Below are entries. Copy exactly the lines running from the line that holds "positive clicks: (264, 72)" to the line that holds "477L126 487L185 488V472L166", with both ends included.

[Collected data entries]
──────────────────────────────

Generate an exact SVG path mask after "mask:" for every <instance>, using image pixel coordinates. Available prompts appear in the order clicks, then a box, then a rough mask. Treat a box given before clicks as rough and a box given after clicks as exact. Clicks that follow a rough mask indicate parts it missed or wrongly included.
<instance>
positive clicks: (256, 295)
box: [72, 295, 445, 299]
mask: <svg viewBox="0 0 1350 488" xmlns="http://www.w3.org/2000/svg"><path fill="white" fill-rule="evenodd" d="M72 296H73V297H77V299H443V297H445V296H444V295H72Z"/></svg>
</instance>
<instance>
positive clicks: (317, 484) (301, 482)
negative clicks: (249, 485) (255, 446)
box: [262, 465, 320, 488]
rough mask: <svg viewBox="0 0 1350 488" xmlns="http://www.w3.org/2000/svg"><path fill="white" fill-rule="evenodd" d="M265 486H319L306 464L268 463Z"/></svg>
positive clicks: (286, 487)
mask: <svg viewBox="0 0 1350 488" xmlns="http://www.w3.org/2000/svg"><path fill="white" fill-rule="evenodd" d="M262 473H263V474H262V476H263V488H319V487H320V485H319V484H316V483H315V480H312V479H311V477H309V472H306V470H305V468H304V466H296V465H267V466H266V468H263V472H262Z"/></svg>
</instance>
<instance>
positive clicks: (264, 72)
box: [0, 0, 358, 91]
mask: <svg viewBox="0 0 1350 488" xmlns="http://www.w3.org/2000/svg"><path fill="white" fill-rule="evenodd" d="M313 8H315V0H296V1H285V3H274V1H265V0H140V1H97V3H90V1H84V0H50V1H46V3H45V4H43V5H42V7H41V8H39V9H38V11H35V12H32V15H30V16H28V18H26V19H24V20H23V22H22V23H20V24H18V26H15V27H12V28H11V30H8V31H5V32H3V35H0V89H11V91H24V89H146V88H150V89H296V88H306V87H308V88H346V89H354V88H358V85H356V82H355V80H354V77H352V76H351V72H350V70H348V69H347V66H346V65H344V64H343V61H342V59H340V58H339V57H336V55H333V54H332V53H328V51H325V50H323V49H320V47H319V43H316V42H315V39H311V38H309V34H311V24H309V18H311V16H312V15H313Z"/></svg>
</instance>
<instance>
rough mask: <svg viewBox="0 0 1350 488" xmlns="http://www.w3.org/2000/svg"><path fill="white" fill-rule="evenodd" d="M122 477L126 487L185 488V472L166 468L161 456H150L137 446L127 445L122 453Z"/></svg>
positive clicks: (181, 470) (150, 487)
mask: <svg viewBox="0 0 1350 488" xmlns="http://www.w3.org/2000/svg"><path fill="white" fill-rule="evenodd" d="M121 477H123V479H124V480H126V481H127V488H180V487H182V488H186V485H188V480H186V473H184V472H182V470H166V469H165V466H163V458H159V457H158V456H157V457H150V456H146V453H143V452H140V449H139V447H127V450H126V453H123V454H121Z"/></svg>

──────────────────────────────

#### Result of the exercise
positive clicks: (264, 72)
box: [0, 0, 358, 91]
mask: <svg viewBox="0 0 1350 488" xmlns="http://www.w3.org/2000/svg"><path fill="white" fill-rule="evenodd" d="M313 8H315V0H296V1H285V3H274V1H265V0H140V1H97V3H90V1H84V0H50V1H46V3H45V4H43V5H42V7H41V8H39V9H38V11H35V12H32V15H30V16H28V18H26V19H24V20H23V22H22V23H20V24H18V26H15V27H12V28H11V30H8V31H5V32H3V35H0V89H11V91H24V89H146V88H150V89H296V88H306V87H308V88H346V89H354V88H358V85H356V82H355V80H354V77H352V76H351V72H350V70H348V69H347V66H346V65H344V64H343V61H342V59H340V58H339V57H336V55H333V54H332V53H328V51H325V50H323V49H320V47H319V43H316V42H315V39H311V38H309V34H311V24H309V18H311V16H312V15H313Z"/></svg>
</instance>
<instance>
rough mask: <svg viewBox="0 0 1350 488" xmlns="http://www.w3.org/2000/svg"><path fill="white" fill-rule="evenodd" d="M122 477L126 487L185 488V472L166 468L161 456H150L137 446L127 445L122 453Z"/></svg>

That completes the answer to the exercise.